In the listing below, change each "keypoint" to "landmark" and reproduce every line with nothing else altered.
Start Record list
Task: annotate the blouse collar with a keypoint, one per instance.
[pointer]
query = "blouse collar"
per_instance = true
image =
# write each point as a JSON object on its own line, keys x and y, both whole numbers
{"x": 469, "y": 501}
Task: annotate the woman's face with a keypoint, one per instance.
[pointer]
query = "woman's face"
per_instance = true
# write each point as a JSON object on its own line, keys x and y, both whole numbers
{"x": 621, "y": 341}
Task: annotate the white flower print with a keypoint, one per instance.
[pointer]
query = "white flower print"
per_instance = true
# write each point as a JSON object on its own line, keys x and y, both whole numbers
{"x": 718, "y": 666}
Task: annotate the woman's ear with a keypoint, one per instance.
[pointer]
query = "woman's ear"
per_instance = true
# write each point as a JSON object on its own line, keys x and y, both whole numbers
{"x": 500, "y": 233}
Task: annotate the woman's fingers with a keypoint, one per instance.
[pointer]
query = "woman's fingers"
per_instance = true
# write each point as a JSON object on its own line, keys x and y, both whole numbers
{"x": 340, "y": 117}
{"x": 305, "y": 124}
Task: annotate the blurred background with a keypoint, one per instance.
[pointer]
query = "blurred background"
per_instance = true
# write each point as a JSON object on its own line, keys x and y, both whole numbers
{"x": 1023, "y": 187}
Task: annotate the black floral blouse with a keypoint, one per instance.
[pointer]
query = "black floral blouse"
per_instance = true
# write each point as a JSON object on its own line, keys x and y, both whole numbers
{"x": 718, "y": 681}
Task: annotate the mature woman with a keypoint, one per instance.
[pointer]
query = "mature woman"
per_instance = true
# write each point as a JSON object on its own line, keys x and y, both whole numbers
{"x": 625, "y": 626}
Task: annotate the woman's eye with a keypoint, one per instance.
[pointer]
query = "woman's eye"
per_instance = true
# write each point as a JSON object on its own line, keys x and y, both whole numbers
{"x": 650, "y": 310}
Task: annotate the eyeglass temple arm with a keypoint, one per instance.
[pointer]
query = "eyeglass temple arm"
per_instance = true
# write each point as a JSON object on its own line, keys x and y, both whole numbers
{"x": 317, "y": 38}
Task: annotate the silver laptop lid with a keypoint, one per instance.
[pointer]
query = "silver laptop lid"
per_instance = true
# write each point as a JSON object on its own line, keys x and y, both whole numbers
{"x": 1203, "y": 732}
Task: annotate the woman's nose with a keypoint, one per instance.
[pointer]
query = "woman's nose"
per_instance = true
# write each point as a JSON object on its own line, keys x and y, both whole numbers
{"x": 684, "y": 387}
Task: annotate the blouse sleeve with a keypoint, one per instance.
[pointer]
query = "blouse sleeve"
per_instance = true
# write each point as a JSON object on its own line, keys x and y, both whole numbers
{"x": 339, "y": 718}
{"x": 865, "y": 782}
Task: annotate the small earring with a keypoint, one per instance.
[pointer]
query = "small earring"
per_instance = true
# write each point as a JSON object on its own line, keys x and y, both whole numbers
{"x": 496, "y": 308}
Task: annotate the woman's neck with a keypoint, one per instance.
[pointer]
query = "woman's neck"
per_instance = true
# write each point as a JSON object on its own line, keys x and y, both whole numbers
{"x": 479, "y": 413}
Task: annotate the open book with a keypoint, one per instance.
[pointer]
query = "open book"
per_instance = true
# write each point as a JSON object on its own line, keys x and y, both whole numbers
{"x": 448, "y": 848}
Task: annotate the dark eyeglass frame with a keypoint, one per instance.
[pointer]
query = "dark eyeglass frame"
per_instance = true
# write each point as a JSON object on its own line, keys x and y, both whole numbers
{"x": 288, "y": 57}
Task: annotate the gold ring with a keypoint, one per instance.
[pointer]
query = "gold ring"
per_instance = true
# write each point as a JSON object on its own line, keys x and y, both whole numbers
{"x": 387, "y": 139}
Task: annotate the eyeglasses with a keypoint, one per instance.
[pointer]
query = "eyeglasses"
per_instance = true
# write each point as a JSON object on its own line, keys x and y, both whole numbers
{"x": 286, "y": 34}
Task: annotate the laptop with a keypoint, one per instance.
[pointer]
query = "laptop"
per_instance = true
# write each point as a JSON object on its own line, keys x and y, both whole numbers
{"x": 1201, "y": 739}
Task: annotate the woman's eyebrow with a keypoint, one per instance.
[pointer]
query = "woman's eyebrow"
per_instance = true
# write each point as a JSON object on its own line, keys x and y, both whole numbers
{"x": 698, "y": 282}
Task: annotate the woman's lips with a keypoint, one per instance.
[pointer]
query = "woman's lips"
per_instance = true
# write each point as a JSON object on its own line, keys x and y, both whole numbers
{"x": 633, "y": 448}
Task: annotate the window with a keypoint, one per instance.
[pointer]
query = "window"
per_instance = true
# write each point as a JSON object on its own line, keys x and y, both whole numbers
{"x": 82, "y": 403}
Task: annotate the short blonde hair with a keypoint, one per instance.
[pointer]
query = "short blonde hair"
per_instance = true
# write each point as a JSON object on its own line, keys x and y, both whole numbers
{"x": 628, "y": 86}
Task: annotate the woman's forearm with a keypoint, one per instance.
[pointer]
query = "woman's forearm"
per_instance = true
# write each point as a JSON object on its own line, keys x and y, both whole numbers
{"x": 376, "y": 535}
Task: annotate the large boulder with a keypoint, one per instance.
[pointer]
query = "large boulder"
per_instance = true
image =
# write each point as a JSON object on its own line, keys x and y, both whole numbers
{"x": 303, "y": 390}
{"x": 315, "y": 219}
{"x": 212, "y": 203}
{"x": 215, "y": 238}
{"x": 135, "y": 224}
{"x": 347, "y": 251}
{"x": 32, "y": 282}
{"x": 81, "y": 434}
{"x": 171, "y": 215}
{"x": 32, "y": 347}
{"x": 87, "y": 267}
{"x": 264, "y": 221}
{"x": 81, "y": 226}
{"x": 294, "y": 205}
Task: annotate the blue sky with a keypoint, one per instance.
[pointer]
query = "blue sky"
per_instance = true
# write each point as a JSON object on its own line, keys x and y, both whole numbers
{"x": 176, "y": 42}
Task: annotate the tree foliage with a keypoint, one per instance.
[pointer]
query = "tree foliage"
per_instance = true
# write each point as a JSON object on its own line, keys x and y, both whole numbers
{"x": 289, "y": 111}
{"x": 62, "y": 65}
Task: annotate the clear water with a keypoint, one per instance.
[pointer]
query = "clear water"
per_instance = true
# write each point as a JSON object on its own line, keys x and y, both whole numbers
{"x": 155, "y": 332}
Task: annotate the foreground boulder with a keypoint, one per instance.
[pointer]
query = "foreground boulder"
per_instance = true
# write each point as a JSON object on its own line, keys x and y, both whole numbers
End Record list
§ **Solution for this exercise**
Task: annotate the blouse collar with a landmark, one per instance.
[pointer]
query = "blouse collar"
per_instance = true
image =
# write each point as a JSON object on its own line, keys x and y, both whole numbers
{"x": 469, "y": 501}
Task: annotate the woman's face with a landmark, one per instance.
[pointer]
query = "woman's face"
per_instance = true
# write each point as a JSON object on its own line, keys x and y, both whole numbers
{"x": 621, "y": 341}
Task: annotate the white flower print with a landmark, one per instance.
[pointer]
query = "white flower print"
per_instance = true
# write each point as a JSON object on its own line, keys x and y, both whole numbers
{"x": 718, "y": 666}
Task: annotate the woman's ear with a landmark, one per instance.
[pointer]
query = "woman's ear"
per_instance = true
# write each point as a JSON object on its own line, keys x and y, both whole numbers
{"x": 500, "y": 233}
Task: annotate the woman's fingers with a landmark, one per instance.
[pointer]
query = "woman's fingers"
per_instance = true
# write each point as a JSON object on its own line, keys x and y, both whole numbers
{"x": 340, "y": 117}
{"x": 305, "y": 124}
Task: annotate the blurred background with a landmark, one per instance.
[pointer]
query = "blurred background"
per_instance = true
# write each point as a JSON object on its own line, keys x and y, both whole numbers
{"x": 1023, "y": 187}
Task: annotate the black floral blouse with a landmark, one per instance.
[pointer]
query = "black floral blouse"
per_instance = true
# write each point as a JSON object on its own line, keys x and y, both whole numbers
{"x": 718, "y": 681}
Task: annotate the mature woman with a landmark, one per instance.
[pointer]
query = "mature woman"
per_instance = true
# write each point as a JSON object on its own line, keys x and y, both whole numbers
{"x": 625, "y": 626}
Task: annotate the woman's eye with a landmark, one per instance.
[pointer]
query = "woman's eye"
per_instance = true
# write each point as a JSON object on its own line, keys x and y, both whole numbers
{"x": 650, "y": 310}
Task: annotate the eyeglass temple arm with a landmark, one per instance.
[pointer]
query = "eyeglass temple arm"
per_instance = true
# write each point as a JSON object on its own line, keys x and y, both whole numbers
{"x": 317, "y": 38}
Task: annotate the silver laptop lid with a landmark, one per instance.
[pointer]
query = "silver laptop lid"
per_instance = true
# write each point as a JSON object on its own line, keys x and y, both whole numbers
{"x": 1203, "y": 732}
Task: annotate the woman's nose with a landmark, one per instance.
[pointer]
query = "woman's nose"
per_instance = true
# write each point as a JSON object on its own line, keys x and y, both whole numbers
{"x": 684, "y": 387}
Task: annotate the blouse sleeve with a landmark, one per instance.
[pointer]
query = "blouse sleeve"
per_instance = true
# write each point as a JSON object on its own line, keys x and y, both whole numbers
{"x": 339, "y": 718}
{"x": 865, "y": 782}
Task: annotate the small earring with a landmark, one per instance.
[pointer]
query = "small earring"
per_instance = true
# write each point as a JSON object on its own line, keys x and y, both whole numbers
{"x": 496, "y": 308}
Task: annotate the woman's neck with a landmark, one per instance.
[pointer]
query = "woman's neck"
per_instance = true
# write each point as a JSON object on its own line, keys x and y, both whole numbers
{"x": 479, "y": 413}
Task: annotate the open book with a landmark, one per instance.
[pointer]
query = "open book"
per_instance = true
# write each point as a JSON object on its own line, keys x and y, both whole numbers
{"x": 448, "y": 848}
Task: annotate the dark eyeglass frame with a landmark, one per instance.
[pointer]
query = "dark eyeglass frame"
per_instance = true
# write each point as a JSON object on its own line, keys x and y, both whole numbers
{"x": 288, "y": 57}
Task: annotate the gold ring with a landmark, one per instance.
[pointer]
query = "gold ring"
per_instance = true
# write each point as a JSON object on its own line, keys x and y, both whole numbers
{"x": 387, "y": 139}
Task: annotate the eyeglasses with a landmark, one per instance.
[pointer]
query = "eyeglasses"
per_instance = true
# write each point as a JSON object on its own line, keys x and y, both whole numbers
{"x": 286, "y": 34}
Task: annotate the laptop with a landmark, one per instance.
[pointer]
query = "laptop"
per_instance = true
# write each point as a JSON object on its own line, keys x and y, both whole numbers
{"x": 1201, "y": 739}
Task: annotate the woman's eyebrow with a landmark, one per instance.
[pointer]
query = "woman's eyebrow"
per_instance = true
# write each point as a JSON object on its own line, keys x and y, both whole numbers
{"x": 698, "y": 282}
Task: annotate the woman's lips with a landmark, one per instance.
[pointer]
query = "woman's lips"
per_instance = true
# write each point as a JSON object on its own line, keys x and y, both whole numbers
{"x": 633, "y": 448}
Task: annotate the window with a landmark, one per instance.
[pointer]
query = "window"
per_instance = true
# write each point as a JSON object on its own line, keys x and y, both whole numbers
{"x": 82, "y": 403}
Task: annotate the short blonde hair with a landmark, one per instance.
[pointer]
query = "short blonde hair"
per_instance = true
# write each point as a JSON object on its own line, keys x and y, both whole numbers
{"x": 628, "y": 86}
Task: annotate the woman's forearm with a landmark, one per instance.
[pointer]
query = "woman's forearm"
per_instance = true
# write each point as a JSON object on its own line, keys x and y, both whole numbers
{"x": 376, "y": 535}
Task: annotate the large boulder with a landmark, one per instance.
[pointer]
query = "large boulder"
per_instance = true
image =
# write each point as a JSON object on its own line, keys x and y, both whole numbers
{"x": 303, "y": 390}
{"x": 315, "y": 219}
{"x": 212, "y": 203}
{"x": 215, "y": 238}
{"x": 135, "y": 224}
{"x": 347, "y": 251}
{"x": 32, "y": 282}
{"x": 81, "y": 434}
{"x": 171, "y": 215}
{"x": 32, "y": 347}
{"x": 87, "y": 267}
{"x": 264, "y": 221}
{"x": 81, "y": 226}
{"x": 294, "y": 205}
Task: annotate the blue sky with a landmark, one per instance.
[pointer]
query = "blue sky"
per_instance = true
# write each point as a JSON object on its own line, keys x and y, both whole numbers
{"x": 176, "y": 42}
Task: annotate the tree foliage with a landmark, one per instance.
[pointer]
query = "tree foliage"
per_instance = true
# write each point as a JSON object on its own line, keys x and y, both whole numbers
{"x": 289, "y": 111}
{"x": 62, "y": 65}
Task: annotate the clear water with a landmark, one per instance.
[pointer]
query = "clear water"
per_instance = true
# write each point as a JSON object on its own line, keys x and y, both whole numbers
{"x": 155, "y": 332}
Task: annotate the foreground boulder with a landmark, one per instance.
[pointer]
query = "foreground boulder"
per_instance = true
# write each point as a JSON object on its own line, keys x and y, both whole numbers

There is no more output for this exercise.